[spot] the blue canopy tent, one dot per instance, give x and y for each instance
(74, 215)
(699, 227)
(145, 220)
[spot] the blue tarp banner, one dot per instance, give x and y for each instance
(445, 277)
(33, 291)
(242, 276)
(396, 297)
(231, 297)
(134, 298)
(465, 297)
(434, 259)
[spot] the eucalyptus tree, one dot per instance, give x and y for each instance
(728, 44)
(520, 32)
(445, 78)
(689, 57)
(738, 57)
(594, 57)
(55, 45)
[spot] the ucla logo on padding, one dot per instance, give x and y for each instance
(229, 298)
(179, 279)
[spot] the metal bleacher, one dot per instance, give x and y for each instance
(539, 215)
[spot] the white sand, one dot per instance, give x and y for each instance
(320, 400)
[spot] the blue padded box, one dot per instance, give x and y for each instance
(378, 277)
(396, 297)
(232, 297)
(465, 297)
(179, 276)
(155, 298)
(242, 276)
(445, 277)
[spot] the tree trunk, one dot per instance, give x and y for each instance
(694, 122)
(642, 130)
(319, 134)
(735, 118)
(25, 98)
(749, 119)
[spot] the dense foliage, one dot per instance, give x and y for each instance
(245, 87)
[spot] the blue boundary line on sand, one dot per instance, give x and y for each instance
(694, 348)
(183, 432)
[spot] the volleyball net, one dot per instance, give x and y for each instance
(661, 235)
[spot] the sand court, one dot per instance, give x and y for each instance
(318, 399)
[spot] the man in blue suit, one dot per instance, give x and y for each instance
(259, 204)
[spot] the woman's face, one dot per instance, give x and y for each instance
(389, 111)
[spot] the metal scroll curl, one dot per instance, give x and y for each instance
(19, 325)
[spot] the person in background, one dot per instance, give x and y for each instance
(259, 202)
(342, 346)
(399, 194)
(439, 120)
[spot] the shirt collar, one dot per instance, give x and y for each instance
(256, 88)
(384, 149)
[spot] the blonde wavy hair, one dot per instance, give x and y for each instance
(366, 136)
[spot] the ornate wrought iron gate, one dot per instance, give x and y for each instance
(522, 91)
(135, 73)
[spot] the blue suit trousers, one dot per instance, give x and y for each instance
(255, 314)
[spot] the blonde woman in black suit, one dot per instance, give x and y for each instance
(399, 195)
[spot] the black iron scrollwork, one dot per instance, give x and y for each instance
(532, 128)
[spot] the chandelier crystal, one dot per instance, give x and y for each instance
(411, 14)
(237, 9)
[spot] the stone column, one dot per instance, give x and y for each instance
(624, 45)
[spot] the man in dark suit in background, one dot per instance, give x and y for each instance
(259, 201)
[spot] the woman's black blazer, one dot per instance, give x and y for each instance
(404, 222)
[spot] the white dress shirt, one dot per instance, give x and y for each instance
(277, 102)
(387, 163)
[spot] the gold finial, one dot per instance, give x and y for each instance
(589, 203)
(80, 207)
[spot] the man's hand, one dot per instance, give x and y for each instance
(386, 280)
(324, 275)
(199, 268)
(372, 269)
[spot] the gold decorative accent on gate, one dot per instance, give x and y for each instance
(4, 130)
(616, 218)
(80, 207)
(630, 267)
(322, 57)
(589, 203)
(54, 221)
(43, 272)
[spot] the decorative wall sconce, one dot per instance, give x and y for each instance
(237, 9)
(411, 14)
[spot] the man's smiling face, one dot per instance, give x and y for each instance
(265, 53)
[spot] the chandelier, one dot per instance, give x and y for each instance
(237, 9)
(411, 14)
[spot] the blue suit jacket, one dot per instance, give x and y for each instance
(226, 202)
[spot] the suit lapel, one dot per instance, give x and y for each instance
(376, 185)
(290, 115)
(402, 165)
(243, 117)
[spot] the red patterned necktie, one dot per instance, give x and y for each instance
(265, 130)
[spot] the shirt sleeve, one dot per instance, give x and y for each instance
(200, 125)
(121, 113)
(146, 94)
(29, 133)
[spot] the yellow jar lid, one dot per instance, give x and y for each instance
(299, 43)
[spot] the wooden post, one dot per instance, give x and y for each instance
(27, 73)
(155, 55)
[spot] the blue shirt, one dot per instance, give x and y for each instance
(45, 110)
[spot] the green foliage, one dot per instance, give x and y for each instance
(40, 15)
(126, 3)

* * *

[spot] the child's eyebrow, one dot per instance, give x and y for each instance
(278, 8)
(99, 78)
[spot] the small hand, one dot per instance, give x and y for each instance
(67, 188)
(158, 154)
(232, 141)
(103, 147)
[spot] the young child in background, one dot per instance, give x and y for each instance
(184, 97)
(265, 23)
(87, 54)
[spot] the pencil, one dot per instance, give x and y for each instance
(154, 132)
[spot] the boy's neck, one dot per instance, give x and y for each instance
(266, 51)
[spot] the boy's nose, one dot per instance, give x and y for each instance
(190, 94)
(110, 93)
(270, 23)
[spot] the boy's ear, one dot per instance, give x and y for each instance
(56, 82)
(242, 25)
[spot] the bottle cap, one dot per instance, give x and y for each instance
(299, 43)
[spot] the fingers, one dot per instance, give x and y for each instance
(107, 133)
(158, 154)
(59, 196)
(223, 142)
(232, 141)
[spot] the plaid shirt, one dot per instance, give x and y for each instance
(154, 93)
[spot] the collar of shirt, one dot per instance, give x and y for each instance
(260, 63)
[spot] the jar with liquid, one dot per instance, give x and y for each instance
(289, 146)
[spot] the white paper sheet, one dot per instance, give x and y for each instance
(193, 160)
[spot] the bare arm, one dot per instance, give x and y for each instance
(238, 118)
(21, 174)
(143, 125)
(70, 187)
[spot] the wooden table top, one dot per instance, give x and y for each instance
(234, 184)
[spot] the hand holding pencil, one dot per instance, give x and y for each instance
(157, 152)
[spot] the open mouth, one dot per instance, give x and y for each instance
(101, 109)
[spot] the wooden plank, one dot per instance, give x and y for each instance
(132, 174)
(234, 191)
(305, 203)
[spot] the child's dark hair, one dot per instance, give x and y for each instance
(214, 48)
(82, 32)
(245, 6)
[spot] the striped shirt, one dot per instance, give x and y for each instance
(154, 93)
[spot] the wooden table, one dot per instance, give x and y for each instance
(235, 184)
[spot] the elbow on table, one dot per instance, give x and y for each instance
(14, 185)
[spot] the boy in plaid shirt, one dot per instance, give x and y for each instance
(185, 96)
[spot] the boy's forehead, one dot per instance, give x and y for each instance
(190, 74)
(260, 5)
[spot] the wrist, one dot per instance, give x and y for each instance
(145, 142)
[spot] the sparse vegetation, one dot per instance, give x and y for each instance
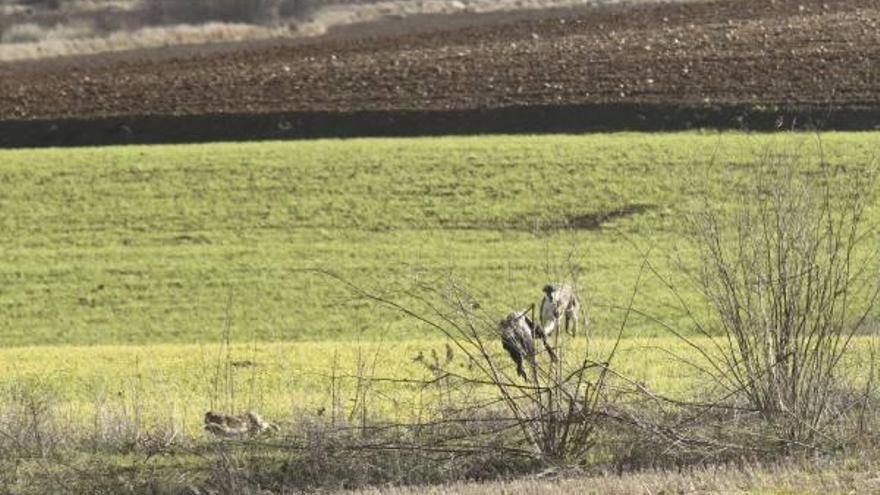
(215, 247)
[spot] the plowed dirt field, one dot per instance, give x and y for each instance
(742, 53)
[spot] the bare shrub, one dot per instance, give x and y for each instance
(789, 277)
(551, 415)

* * *

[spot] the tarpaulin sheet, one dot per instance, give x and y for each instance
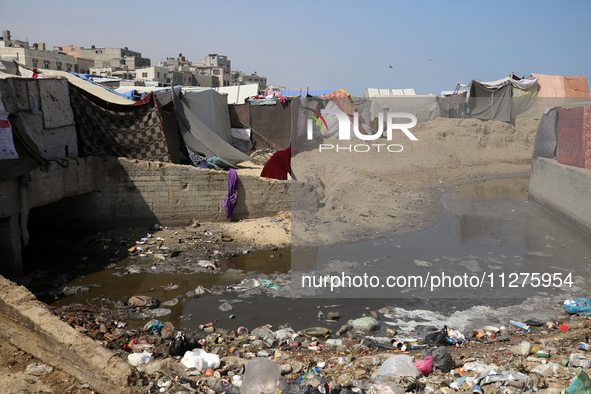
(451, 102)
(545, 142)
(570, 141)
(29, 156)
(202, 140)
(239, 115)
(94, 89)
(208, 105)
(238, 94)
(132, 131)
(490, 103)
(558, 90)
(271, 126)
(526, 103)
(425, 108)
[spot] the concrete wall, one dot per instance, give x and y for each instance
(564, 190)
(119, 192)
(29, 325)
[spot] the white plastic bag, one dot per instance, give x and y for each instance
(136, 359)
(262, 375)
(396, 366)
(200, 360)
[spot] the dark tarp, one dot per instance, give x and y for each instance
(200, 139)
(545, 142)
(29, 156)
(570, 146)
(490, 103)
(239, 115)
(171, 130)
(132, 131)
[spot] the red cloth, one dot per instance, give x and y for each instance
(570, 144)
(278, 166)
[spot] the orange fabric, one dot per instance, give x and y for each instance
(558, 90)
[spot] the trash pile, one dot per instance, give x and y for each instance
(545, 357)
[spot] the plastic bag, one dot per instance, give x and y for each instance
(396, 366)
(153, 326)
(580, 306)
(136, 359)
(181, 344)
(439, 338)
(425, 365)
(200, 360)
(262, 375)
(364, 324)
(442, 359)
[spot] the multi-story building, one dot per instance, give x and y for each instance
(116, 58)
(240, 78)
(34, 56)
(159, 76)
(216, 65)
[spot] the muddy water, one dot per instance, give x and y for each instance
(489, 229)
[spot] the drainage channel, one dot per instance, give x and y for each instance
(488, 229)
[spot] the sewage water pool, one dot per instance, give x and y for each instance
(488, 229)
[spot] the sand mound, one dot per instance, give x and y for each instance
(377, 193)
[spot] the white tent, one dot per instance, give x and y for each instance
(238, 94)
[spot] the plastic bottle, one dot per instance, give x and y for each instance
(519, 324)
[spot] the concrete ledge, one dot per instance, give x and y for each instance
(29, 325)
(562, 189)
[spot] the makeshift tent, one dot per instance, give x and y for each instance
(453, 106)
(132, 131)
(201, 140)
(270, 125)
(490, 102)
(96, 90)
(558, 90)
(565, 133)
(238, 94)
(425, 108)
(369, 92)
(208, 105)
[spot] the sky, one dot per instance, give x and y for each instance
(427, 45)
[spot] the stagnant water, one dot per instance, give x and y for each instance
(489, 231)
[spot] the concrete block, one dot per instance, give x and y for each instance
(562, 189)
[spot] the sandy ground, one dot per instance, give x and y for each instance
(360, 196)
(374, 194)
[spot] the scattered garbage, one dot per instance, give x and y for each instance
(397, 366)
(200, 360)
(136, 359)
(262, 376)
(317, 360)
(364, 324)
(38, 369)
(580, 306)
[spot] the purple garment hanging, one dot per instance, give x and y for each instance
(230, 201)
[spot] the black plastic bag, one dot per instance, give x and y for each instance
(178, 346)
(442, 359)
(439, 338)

* * *

List every line of the entries above that contains the word "bottle", copying each line in full.

[spot] the bottle cap, one dot per instance, give x and y for each instance
[spot] the plastic bottle, one dot per instance, give x and y for each instance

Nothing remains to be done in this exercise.